**WORK TO DO**: Reproduce all of the data below line for line, without the pictures.

**THE INPUT**:
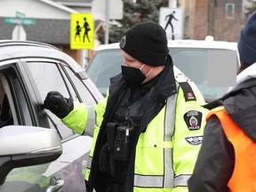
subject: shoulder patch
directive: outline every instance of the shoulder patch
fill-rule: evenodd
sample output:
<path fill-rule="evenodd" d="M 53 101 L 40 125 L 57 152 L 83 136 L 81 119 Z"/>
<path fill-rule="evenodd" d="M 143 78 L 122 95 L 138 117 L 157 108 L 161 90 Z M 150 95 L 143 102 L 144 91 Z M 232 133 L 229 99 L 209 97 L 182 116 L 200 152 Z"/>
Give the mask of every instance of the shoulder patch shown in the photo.
<path fill-rule="evenodd" d="M 201 129 L 202 116 L 202 112 L 196 110 L 190 110 L 184 114 L 183 118 L 189 131 Z"/>
<path fill-rule="evenodd" d="M 203 136 L 193 136 L 193 137 L 187 137 L 185 138 L 187 142 L 190 145 L 197 146 L 202 144 Z"/>
<path fill-rule="evenodd" d="M 183 90 L 186 101 L 196 100 L 196 95 L 188 82 L 180 82 L 179 84 Z"/>

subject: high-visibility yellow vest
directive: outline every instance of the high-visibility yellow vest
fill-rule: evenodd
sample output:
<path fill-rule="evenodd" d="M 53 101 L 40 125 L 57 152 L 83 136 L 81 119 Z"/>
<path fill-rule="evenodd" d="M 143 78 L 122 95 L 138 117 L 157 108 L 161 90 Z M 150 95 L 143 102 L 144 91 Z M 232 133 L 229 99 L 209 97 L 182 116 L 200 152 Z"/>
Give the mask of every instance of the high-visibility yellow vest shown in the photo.
<path fill-rule="evenodd" d="M 184 92 L 177 84 L 178 94 L 167 100 L 165 107 L 148 124 L 147 131 L 140 134 L 136 146 L 134 192 L 188 192 L 187 181 L 194 170 L 208 113 L 199 105 L 204 104 L 204 100 L 197 87 L 194 84 L 189 84 L 197 100 L 186 101 Z M 94 107 L 97 118 L 92 148 L 86 165 L 86 180 L 89 180 L 107 100 L 108 97 Z M 62 122 L 73 129 L 76 126 L 72 124 L 76 124 L 75 130 L 83 132 L 85 124 L 83 122 L 80 124 L 77 119 L 82 113 L 82 119 L 84 121 L 87 118 L 88 113 L 84 113 L 84 110 L 83 104 L 76 103 L 74 110 Z M 201 116 L 201 122 L 196 122 L 196 116 Z"/>

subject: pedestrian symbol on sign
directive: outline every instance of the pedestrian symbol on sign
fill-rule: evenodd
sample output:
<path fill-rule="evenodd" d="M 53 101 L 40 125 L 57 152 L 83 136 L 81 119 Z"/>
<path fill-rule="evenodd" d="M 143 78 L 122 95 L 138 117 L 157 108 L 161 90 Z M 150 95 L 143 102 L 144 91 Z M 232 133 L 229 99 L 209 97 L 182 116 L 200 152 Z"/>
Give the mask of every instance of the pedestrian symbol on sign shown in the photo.
<path fill-rule="evenodd" d="M 70 48 L 93 48 L 94 21 L 91 14 L 74 13 L 70 20 Z"/>

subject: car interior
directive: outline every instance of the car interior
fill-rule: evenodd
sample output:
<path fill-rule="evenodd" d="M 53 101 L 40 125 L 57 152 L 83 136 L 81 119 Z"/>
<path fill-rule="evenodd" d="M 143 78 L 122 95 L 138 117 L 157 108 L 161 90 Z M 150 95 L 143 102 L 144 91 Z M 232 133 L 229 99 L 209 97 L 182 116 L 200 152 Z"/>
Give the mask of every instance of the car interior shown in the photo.
<path fill-rule="evenodd" d="M 12 111 L 7 95 L 0 81 L 0 128 L 11 124 L 13 124 Z"/>

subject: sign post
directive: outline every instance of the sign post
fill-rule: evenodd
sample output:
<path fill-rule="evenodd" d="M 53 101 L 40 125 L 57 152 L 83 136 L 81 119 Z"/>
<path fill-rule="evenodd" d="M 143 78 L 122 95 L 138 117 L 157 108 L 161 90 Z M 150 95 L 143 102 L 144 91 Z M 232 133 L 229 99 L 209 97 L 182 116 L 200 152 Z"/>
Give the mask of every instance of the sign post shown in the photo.
<path fill-rule="evenodd" d="M 73 13 L 70 19 L 70 49 L 92 50 L 94 20 L 89 13 Z"/>
<path fill-rule="evenodd" d="M 35 20 L 25 19 L 25 14 L 16 12 L 16 17 L 5 18 L 5 23 L 16 25 L 12 30 L 12 37 L 13 40 L 26 40 L 27 34 L 22 25 L 35 25 Z"/>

**THE COMPLETED TASK**:
subject: shoulder patch
directive: outline every instance of the shoulder patch
fill-rule: evenodd
sample output:
<path fill-rule="evenodd" d="M 53 101 L 40 125 L 57 152 L 83 136 L 81 119 Z"/>
<path fill-rule="evenodd" d="M 143 78 L 122 95 L 138 117 L 157 108 L 161 90 Z M 150 95 L 143 102 L 144 91 Z M 232 133 L 229 99 L 209 97 L 182 116 L 200 152 Z"/>
Give the mask of every instance of the shoulder patch shown in the photo.
<path fill-rule="evenodd" d="M 201 129 L 202 116 L 202 112 L 196 110 L 190 110 L 184 114 L 183 118 L 189 131 Z"/>
<path fill-rule="evenodd" d="M 203 136 L 193 136 L 193 137 L 187 137 L 185 138 L 187 142 L 190 145 L 197 146 L 202 144 Z"/>
<path fill-rule="evenodd" d="M 183 90 L 186 101 L 196 100 L 196 95 L 188 82 L 180 82 L 179 84 Z"/>

subject: high-visibility yellow vest
directive: outline every instance of the high-visibility yellow vest
fill-rule: evenodd
sample output:
<path fill-rule="evenodd" d="M 53 101 L 40 125 L 57 152 L 83 136 L 81 119 Z"/>
<path fill-rule="evenodd" d="M 143 78 L 122 95 L 138 117 L 157 108 L 161 90 Z M 150 95 L 143 102 L 144 91 Z M 232 133 L 229 99 L 209 97 L 182 116 L 200 152 Z"/>
Give the mask of every instance of the high-visibility yellow vest shown in the photo.
<path fill-rule="evenodd" d="M 184 92 L 177 84 L 178 94 L 167 100 L 165 107 L 148 124 L 147 131 L 140 134 L 136 146 L 134 192 L 188 192 L 187 181 L 194 170 L 208 113 L 199 105 L 204 104 L 204 100 L 197 87 L 194 84 L 189 84 L 197 100 L 186 101 Z M 94 107 L 97 118 L 92 148 L 86 165 L 86 180 L 89 180 L 107 100 L 108 97 Z M 62 122 L 73 129 L 76 126 L 72 124 L 76 124 L 75 130 L 83 132 L 85 124 L 83 122 L 80 124 L 77 119 L 82 113 L 82 119 L 84 121 L 87 118 L 88 113 L 84 113 L 84 110 L 83 104 L 76 103 L 74 110 Z M 201 116 L 201 122 L 196 122 L 196 116 Z"/>

subject: pedestrian symbol on sign
directive: outline every instance of the pedestrian symbol on sign
fill-rule: evenodd
sample output:
<path fill-rule="evenodd" d="M 53 101 L 40 125 L 57 152 L 83 136 L 81 119 Z"/>
<path fill-rule="evenodd" d="M 143 78 L 122 95 L 138 117 L 157 108 L 161 90 Z M 150 95 L 143 102 L 144 91 Z M 232 133 L 229 99 L 209 97 L 182 116 L 200 152 Z"/>
Give the mask of every instance of the pedestrian symbol on sign shown in the photo.
<path fill-rule="evenodd" d="M 70 48 L 93 48 L 94 21 L 91 14 L 74 13 L 70 20 Z"/>

subject: car interior
directive: outline every instance of the car interior
fill-rule: evenodd
sample output:
<path fill-rule="evenodd" d="M 53 101 L 40 125 L 57 152 L 83 136 L 81 119 Z"/>
<path fill-rule="evenodd" d="M 143 78 L 122 95 L 138 117 L 157 108 L 161 90 Z M 150 95 L 143 102 L 144 91 Z M 232 133 L 229 99 L 209 97 L 182 116 L 200 152 Z"/>
Give the mask of every instance of the car interior shown in the photo.
<path fill-rule="evenodd" d="M 12 111 L 7 95 L 0 81 L 0 128 L 11 124 L 13 124 Z"/>

subject: sign post
directive: outline every instance of the sign post
fill-rule: evenodd
sample output:
<path fill-rule="evenodd" d="M 53 101 L 40 125 L 57 152 L 83 136 L 81 119 Z"/>
<path fill-rule="evenodd" d="M 143 78 L 122 95 L 138 117 L 157 108 L 161 90 Z M 150 95 L 143 102 L 144 91 Z M 232 133 L 229 99 L 209 97 L 182 116 L 200 152 Z"/>
Give the mask of every instance of the sign post shown in the photo.
<path fill-rule="evenodd" d="M 73 13 L 70 19 L 70 49 L 92 50 L 94 20 L 89 13 Z"/>
<path fill-rule="evenodd" d="M 35 20 L 25 19 L 25 14 L 16 12 L 16 17 L 5 18 L 5 23 L 16 25 L 12 30 L 12 37 L 13 40 L 26 40 L 27 34 L 22 25 L 35 25 Z"/>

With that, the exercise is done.